Task to complete: Restate the entries below verbatim.

Begin Dataset

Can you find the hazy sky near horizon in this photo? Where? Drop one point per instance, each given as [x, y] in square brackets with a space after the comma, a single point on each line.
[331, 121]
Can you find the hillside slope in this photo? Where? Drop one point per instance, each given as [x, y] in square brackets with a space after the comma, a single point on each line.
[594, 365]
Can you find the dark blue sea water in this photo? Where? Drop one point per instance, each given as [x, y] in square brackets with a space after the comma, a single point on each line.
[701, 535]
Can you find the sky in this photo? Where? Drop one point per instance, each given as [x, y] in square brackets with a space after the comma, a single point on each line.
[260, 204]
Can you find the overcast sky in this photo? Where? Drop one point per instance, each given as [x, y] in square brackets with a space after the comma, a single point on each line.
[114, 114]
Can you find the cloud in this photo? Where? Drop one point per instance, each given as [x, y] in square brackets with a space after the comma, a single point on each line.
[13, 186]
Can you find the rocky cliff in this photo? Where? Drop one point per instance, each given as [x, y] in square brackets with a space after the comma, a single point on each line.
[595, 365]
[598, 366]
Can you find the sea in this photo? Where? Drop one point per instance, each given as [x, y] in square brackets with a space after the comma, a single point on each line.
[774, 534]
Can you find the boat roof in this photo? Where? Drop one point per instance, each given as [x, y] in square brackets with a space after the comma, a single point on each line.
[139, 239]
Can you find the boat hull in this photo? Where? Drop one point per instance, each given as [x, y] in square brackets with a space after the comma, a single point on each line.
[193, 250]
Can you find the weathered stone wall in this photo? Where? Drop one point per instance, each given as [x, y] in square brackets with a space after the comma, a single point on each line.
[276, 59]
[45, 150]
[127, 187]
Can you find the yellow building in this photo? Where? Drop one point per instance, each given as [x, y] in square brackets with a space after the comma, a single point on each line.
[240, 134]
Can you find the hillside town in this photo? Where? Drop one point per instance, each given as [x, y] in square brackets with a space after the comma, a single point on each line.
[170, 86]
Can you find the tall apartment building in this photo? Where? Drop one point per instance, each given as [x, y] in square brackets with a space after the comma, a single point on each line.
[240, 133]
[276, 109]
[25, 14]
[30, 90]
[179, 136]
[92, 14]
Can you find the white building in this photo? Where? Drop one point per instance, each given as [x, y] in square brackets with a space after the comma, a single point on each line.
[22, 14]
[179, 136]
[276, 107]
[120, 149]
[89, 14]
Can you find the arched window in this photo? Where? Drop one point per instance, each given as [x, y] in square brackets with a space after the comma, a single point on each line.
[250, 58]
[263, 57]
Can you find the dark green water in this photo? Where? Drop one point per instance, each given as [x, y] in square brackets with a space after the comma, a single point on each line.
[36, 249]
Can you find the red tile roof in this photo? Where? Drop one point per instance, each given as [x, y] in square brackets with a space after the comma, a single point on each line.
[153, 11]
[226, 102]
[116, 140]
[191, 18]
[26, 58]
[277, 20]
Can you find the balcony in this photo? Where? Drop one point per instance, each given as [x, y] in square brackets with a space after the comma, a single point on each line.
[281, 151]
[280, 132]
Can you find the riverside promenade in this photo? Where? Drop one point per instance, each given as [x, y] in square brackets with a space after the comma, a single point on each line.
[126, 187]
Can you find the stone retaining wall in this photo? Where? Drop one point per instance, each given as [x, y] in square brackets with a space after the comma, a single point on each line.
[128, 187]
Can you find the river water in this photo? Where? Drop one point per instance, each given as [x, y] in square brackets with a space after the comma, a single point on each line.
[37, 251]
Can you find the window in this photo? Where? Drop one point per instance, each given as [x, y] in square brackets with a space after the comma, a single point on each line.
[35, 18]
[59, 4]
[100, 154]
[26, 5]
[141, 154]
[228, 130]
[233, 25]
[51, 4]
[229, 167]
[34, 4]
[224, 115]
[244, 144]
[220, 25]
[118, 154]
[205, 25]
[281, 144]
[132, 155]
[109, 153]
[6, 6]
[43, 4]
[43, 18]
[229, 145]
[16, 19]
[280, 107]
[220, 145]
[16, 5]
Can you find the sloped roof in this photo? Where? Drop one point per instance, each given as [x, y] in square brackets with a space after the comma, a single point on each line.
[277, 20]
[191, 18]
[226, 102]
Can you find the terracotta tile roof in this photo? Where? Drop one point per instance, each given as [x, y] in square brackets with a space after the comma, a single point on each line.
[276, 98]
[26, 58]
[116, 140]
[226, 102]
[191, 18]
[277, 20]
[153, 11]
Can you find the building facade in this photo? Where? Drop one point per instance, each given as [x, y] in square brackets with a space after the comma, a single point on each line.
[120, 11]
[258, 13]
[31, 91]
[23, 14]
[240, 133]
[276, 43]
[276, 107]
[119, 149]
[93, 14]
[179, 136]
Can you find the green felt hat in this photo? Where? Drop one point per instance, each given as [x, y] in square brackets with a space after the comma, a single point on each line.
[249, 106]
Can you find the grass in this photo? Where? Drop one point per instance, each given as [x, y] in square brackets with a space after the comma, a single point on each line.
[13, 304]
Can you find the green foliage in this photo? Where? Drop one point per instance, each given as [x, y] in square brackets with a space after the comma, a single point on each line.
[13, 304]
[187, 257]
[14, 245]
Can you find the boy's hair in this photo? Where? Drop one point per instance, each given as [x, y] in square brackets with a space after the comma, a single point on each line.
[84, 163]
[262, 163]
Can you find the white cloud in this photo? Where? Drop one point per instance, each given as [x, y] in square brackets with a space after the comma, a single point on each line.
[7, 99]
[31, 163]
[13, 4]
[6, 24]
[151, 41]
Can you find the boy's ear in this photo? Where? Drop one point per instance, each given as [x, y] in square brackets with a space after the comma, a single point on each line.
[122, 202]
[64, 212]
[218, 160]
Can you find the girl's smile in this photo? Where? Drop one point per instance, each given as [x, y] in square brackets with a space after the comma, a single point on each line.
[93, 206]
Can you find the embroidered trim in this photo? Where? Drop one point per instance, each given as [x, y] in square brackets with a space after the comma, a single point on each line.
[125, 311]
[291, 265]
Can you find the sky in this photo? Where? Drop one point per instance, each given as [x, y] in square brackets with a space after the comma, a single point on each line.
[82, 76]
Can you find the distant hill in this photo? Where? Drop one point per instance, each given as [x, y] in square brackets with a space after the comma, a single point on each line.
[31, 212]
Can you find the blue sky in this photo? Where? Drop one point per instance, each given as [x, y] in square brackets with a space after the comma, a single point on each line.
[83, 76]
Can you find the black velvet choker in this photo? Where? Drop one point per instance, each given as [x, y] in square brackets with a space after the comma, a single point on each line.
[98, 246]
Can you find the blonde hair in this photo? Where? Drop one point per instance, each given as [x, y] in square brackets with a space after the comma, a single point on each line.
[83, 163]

End Dataset

The solution:
Can you find the hazy sky near horizon in this photo? Where? Drop one point per instance, each given as [x, y] in square brackets with a space after the comma, a single point on each line.
[331, 121]
Can you find the hillside slope in this photo? Where? Drop one point per instance, each given as [x, y] in square brackets with a space after the comma, a single point on each line.
[594, 365]
Can you find the dark blue sea water in this photo? Where? Drop one point per instance, each given as [x, y] in square brackets with a space after the comma, a single point on each line.
[701, 535]
Can you find the sky in this photo? Where? Drop one point per instance, each given as [x, y] in square brackets with a space after the comma, a single point on each line.
[260, 204]
Can you find the overcast sky in this photo? Where? Drop one point per instance, each given as [x, y] in square brackets with a space after the comma, a single point on each line.
[114, 114]
Can you find the cloud in this photo? Where? Drop one point per instance, each given as [x, y] in square brackets with a space after the comma, a single point on each line.
[13, 186]
Can you find the rocky cliff in this photo? Where? Drop one point per instance, each given as [x, y] in square brackets with a space after the comma, a single point on each line.
[595, 365]
[598, 366]
Can you find the sea in this photo? Where? Drop one point per instance, each given as [x, y] in square brackets with a space after the comma, a single point on each line.
[774, 534]
Can you find the boat roof in this photo? Where? Drop one point per instance, each given as [x, y] in square brackets with a space after the comma, a single point on each line.
[139, 239]
Can you find the boat hull in this photo? Where? Drop one point per instance, each given as [x, y] in square brackets with a space after the comma, a single point on each line.
[193, 250]
Can you find the weathered stone wall in this photo? Where? Drop one point per instance, each given as [x, y] in square brackets with a space after the comma, a single point on each line.
[276, 59]
[45, 150]
[127, 187]
Can you find the yellow building in this photo? Where? Drop one point per instance, each given as [x, y] in square brackets with a space after the comma, a single point on each line.
[240, 134]
Can you find the hillside town in this photo? Where? Drop one point per instance, each given as [x, y] in square brackets with a space after the comma, a single point on each line.
[170, 86]
Can you find the tall apartment building in this photo? Where? Drop one point per instance, each given as [x, y] in square brackets with a space after the comma, a single point on each line.
[240, 133]
[276, 109]
[25, 14]
[30, 90]
[179, 136]
[92, 14]
Can you find the white building in this photo? Where? Drop one point per instance, each given as [x, y] in square brackets with a space after the comma, a single point on each line.
[22, 14]
[179, 136]
[276, 107]
[120, 149]
[89, 14]
Can you find the arched window in this photo? Where? Drop one point per instance, each given as [x, y] in square brackets with a space after the comma, a single point on each line.
[250, 58]
[263, 57]
Can you find the dark green water in this photo? Where? Drop one point per instance, each given as [x, y] in square brackets with a space after the comma, a single point on each line.
[36, 249]
Can you find the red tile roof in this photo? Where? Drop one point per instance, each given as [x, y] in square brackets with a space after the comma, a single point on each line.
[153, 11]
[226, 102]
[116, 140]
[191, 18]
[26, 58]
[277, 20]
Can you find the balcony in this photo? Where? Drop one point per instance, each given as [x, y] in square brackets with a space after the comma, a single point on each line.
[281, 151]
[280, 132]
Can you find the riverside promenade in this photo? Where? Drop one point per instance, each given as [x, y] in square brackets with a space after the comma, a single point on each line.
[126, 187]
Can you find the stone retaining wall in this photo? Where? Drop one point per instance, each given as [x, y] in square brackets with a space after the comma, a single point on each line.
[128, 187]
Can you find the river water in this photo? Where? Drop one point per instance, each given as [x, y] in square brackets with a space after the comma, a single point on each line.
[37, 251]
Can you find the window in this photo? Where? Drop one point per instance, each given as [x, y] in square brackets with a space after the comma, a single point on each line.
[35, 18]
[59, 4]
[100, 154]
[26, 5]
[141, 154]
[228, 130]
[233, 25]
[51, 4]
[229, 167]
[34, 4]
[224, 115]
[244, 144]
[220, 25]
[118, 154]
[205, 25]
[281, 144]
[132, 155]
[109, 153]
[6, 6]
[43, 4]
[43, 18]
[229, 145]
[16, 19]
[280, 107]
[220, 145]
[16, 5]
Can you find the sloped roof in this photo? Where? Drop one point per instance, each given as [x, y] in square brackets with a space after the comma, a single point on each line.
[277, 20]
[191, 18]
[226, 102]
Can you find the terracotta tile roof in this photo? Where? Drop one point per instance, each given as [x, y] in square brackets with a space after the comma, a single point on each line.
[276, 98]
[26, 58]
[116, 140]
[226, 102]
[191, 18]
[277, 20]
[153, 11]
Can you find the building facade in this photo? Where? Drop one point per instance, each given as [x, y] in square brackets with a space after the comma, a single point on each line.
[120, 11]
[258, 13]
[31, 91]
[23, 14]
[240, 133]
[276, 43]
[276, 107]
[119, 149]
[93, 14]
[179, 136]
Can you find the green felt hat in this photo? Where? Drop one point per instance, each given as [x, y] in square brackets with a space after the comma, a single point on each line.
[249, 106]
Can you find the grass in this photo? Where? Drop one point per instance, each given as [x, y] in square brackets with a space after the comma, a single point on each line.
[13, 304]
Can you find the green foliage in this photo? Where? Drop one point per instance, each given as [x, y] in square brackets with a space after the comma, a single point on each line.
[13, 304]
[187, 257]
[14, 245]
Can you find the boy's hair in this photo? Where? Drop one point per instance, each given as [x, y] in square brackets with a space after the comma, a single point on each line.
[84, 163]
[262, 163]
Can you find the white cloud in this photo? Where? Drop one point per instance, each given as [x, y] in square brackets with a space after the comma, a single point on each line.
[7, 99]
[31, 163]
[13, 4]
[6, 24]
[151, 41]
Can you find the boy's ear in this photo? Where? Drop one point per instance, each given as [x, y] in square brackets with a space after the comma, a single point on each line.
[122, 202]
[64, 212]
[218, 160]
Can you find the girl's smile in this photo? Where? Drop one point per instance, each given as [x, y] in square brackets with a space after the comma, a single point on each line.
[93, 206]
Can you find the embroidered trim in this photo? Where? Drop one point per instance, each given as [x, y] in square brackets with a space after the comma, a single point on each line.
[125, 311]
[291, 265]
Can you find the sky in this photo? Where? Drop one point per instance, each given as [x, y] in square brackets with a space after the comma, a single point on each line.
[82, 76]
Can you find the distant hill in this photo? Where? Drop one point per instance, each given as [x, y] in square brackets with a space after the comma, a single point on each line.
[31, 212]
Can you find the blue sky in this photo? Where? Drop one point per instance, each given as [x, y] in square brackets with a space after the comma, a single point on each line.
[83, 76]
Can you find the black velvet choker in this photo? Where? Drop one point per instance, each given as [x, y] in square brackets with a space after the comma, a single point on each line.
[98, 246]
Can you find the blonde hair in this photo? Where? Drop one point per instance, each given as [x, y] in square brackets with a space after the comma, a single point on each line.
[83, 163]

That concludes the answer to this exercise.